Well, I wasn’t expecting to admit this, but the Texas Rangers have a chance at the playoffs. Don’t tell them I said that, of course. On July 31st, as Jeff Banister sat at the podium in the interview room in the immediate wake of Yu Darvish’s trade to the Dodgers, he said this: “I don’t care what anyone else thinks, says, or does with what I say on this. You can write whatever you want to, however you want to write it. We still have games to play, and we’re still in the fight. Until they tell us we’re not in the fight anymore, we’re still in the fight. And I relish the fact that some of this is going to go down as ‘Well, the Rangers are now not part of the equation.’ Go ahead. You can’t measure what’s inside a man’s chest; what they’re willing to play for, and what they’re willing to fight for.”
That night, the Rangers lost 6-4 to the Mariners, their third straight loss, and lost again the next day to fall to 50-56. There were only four AL teams with a worse record.
Since then, however, they have done this: a win to end the Seattle series, splits in Minnesota and New York, a series win against Houston, a sweep of Detroit, and a win to start the series against the White Sox. That adds up to 10-4 in their last 14 games. They hit .500 (again) tonight, and they’re now just 1.5 games out of the second Wild Card spot, having leapfrogged over the Orioles and Rays, pulling even with the Mariners.

[Data entries]
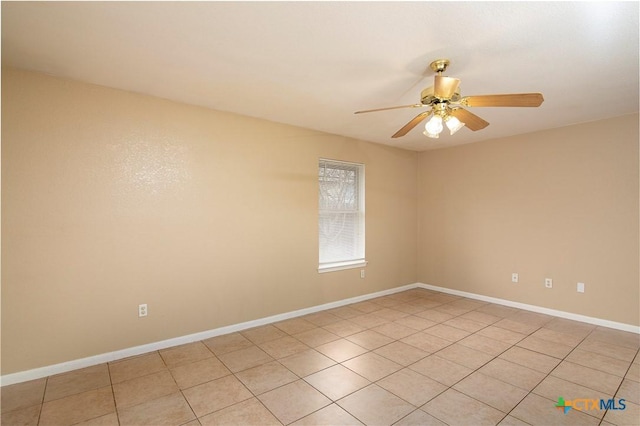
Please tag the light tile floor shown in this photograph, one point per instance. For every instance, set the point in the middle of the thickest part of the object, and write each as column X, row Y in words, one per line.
column 413, row 358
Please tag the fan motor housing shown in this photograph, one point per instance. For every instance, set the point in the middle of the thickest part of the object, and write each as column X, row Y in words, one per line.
column 427, row 97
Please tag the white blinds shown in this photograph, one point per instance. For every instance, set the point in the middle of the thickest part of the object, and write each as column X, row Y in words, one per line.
column 341, row 215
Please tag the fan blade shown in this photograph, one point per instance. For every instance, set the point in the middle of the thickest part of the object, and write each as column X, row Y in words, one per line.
column 384, row 109
column 445, row 87
column 410, row 125
column 516, row 99
column 472, row 121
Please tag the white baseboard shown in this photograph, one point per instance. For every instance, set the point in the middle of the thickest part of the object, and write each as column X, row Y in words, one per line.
column 64, row 367
column 534, row 308
column 38, row 373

→ DIRECTIONS:
- 1) Output the Texas Rangers passage word for word, starting at "That night, the" and ending at "with the Mariners.".
- 2) Edit the data entries starting at the beginning of the data entries and ending at the line that contains "column 427, row 97". Replace "fan motor housing" with "ceiling fan motor", keep everything else unchanged, return only those lines, and leave the pictures out.

→ RESPONSES PER TASK:
- 1)
That night, the Rangers lost 6-4 to the Mariners, their third straight loss, and lost again the next day to fall to 50-56. There were only four AL teams with a worse record.
Since then, however, they have done this: a win to end the Seattle series, splits in Minnesota and New York, a series win against Houston, a sweep of Detroit, and a win to start the series against the White Sox. That adds up to 10-4 in their last 14 games. They hit .500 (again) tonight, and they’re now just 1.5 games out of the second Wild Card spot, having leapfrogged over the Orioles and Rays, pulling even with the Mariners.

- 2)
Please tag the light tile floor shown in this photograph, one point per instance. For every instance, set the point in the middle of the thickest part of the object, and write each as column X, row Y in words, one per line.
column 413, row 358
Please tag the ceiling fan motor shown in this photograph, one point per instance. For every instance, set the point in the middle of the thickest part of the object, and write each as column X, row Y in words, one per line.
column 427, row 97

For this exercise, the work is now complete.